> INSTRUCTIONS TO FOLLOW
In the records below, show each line that contains the string "blank".

> Records from a point-labeling set
::::

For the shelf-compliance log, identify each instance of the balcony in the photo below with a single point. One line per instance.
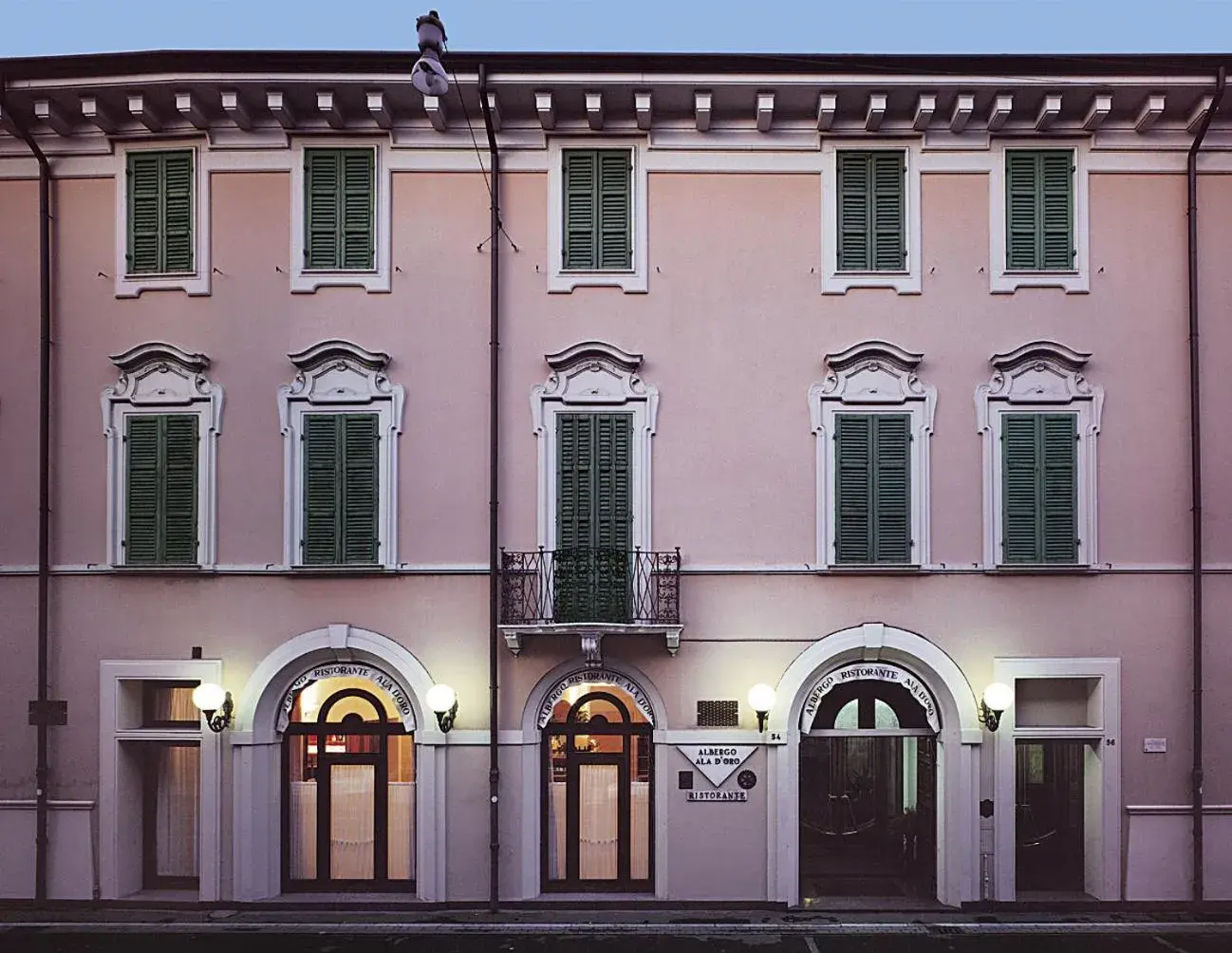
(590, 592)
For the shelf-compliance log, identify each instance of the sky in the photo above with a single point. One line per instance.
(49, 28)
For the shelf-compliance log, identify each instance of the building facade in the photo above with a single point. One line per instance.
(867, 380)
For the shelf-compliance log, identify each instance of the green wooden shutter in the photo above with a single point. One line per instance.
(581, 174)
(615, 232)
(323, 490)
(1038, 488)
(1038, 210)
(160, 490)
(339, 210)
(180, 488)
(852, 488)
(360, 498)
(143, 510)
(892, 488)
(177, 211)
(888, 234)
(1058, 487)
(871, 209)
(854, 189)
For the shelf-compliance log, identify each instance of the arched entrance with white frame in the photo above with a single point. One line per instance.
(644, 702)
(256, 746)
(958, 764)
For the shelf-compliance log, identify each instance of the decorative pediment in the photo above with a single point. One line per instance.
(1041, 371)
(158, 374)
(337, 371)
(592, 372)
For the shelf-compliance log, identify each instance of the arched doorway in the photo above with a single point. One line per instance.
(347, 789)
(598, 788)
(868, 789)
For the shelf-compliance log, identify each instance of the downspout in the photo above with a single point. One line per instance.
(493, 507)
(45, 566)
(1195, 464)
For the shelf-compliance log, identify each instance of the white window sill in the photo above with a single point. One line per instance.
(1073, 283)
(191, 283)
(631, 283)
(306, 283)
(839, 283)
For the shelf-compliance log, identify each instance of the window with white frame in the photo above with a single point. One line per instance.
(871, 215)
(161, 420)
(598, 214)
(1038, 417)
(1038, 223)
(340, 215)
(873, 420)
(161, 219)
(340, 420)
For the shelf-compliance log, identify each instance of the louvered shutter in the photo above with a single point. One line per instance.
(144, 213)
(180, 488)
(615, 244)
(1038, 210)
(359, 172)
(581, 174)
(323, 490)
(1058, 487)
(360, 498)
(177, 211)
(888, 235)
(892, 488)
(143, 510)
(852, 488)
(854, 188)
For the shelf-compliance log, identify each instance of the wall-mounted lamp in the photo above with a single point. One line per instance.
(997, 698)
(443, 701)
(215, 702)
(761, 701)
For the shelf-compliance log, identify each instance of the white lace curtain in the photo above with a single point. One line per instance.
(352, 832)
(598, 825)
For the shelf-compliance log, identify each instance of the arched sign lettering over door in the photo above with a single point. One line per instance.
(350, 669)
(875, 672)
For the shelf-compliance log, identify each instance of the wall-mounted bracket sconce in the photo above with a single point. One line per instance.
(997, 698)
(443, 701)
(761, 701)
(215, 702)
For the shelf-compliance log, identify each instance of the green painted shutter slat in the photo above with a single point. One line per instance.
(177, 211)
(1038, 210)
(323, 490)
(581, 176)
(615, 232)
(141, 497)
(888, 234)
(1058, 487)
(1020, 488)
(854, 189)
(180, 488)
(360, 497)
(144, 215)
(359, 173)
(1056, 211)
(852, 488)
(892, 488)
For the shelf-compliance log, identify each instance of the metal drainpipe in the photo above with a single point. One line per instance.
(493, 507)
(45, 566)
(1195, 450)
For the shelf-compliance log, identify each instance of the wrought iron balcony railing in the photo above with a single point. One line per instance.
(590, 585)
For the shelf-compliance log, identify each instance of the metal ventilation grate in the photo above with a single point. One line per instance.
(719, 714)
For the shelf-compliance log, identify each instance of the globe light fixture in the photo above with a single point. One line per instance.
(997, 698)
(761, 701)
(443, 701)
(215, 702)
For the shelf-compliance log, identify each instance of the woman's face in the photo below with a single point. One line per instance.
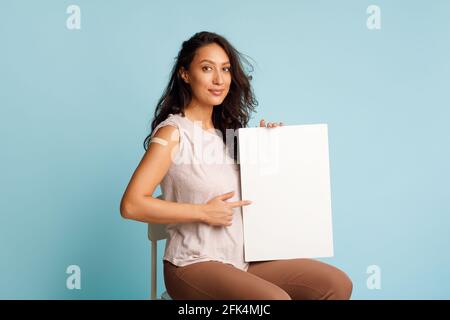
(209, 75)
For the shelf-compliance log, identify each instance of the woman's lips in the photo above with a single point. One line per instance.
(216, 92)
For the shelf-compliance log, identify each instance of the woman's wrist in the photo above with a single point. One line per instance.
(199, 212)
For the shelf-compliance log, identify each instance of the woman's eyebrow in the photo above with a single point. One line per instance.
(206, 60)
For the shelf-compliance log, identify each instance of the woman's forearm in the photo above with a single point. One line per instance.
(151, 210)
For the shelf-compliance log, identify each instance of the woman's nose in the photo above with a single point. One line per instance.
(218, 78)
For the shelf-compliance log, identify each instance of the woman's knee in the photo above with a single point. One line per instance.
(273, 294)
(342, 286)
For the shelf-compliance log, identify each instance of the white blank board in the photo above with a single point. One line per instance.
(285, 172)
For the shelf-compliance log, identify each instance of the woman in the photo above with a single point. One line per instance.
(208, 95)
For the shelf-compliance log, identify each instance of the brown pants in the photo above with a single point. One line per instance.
(294, 279)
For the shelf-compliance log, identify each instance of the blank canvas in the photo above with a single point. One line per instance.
(285, 172)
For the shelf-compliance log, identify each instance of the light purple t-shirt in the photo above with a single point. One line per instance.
(202, 169)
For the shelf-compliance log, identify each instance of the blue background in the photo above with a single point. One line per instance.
(77, 104)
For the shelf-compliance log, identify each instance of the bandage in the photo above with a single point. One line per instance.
(159, 140)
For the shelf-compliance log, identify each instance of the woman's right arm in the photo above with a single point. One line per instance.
(137, 202)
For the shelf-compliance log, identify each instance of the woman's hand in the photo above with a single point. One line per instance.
(217, 212)
(270, 124)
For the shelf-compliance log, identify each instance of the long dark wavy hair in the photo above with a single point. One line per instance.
(235, 110)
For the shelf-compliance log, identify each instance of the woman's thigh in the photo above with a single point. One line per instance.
(217, 280)
(305, 279)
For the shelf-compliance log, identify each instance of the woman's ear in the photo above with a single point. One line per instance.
(184, 75)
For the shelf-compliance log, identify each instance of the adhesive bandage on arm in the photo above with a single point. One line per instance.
(159, 140)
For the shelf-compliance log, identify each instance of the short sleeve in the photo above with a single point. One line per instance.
(170, 121)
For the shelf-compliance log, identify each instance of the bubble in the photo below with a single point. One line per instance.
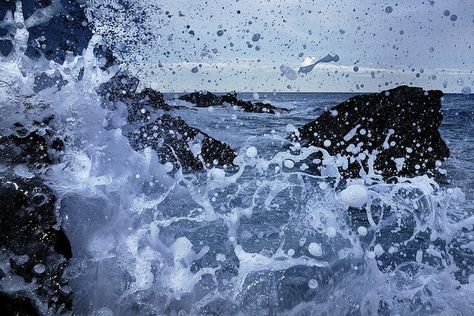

::::

> FINAL RESULT
For the shelf-compliance log, identify each instance of the white blank board in the photo above with a single point. One line per instance.
For the shelf-compliance log, identify each instance of the blank canvas in the photo above with a single point. One line per instance.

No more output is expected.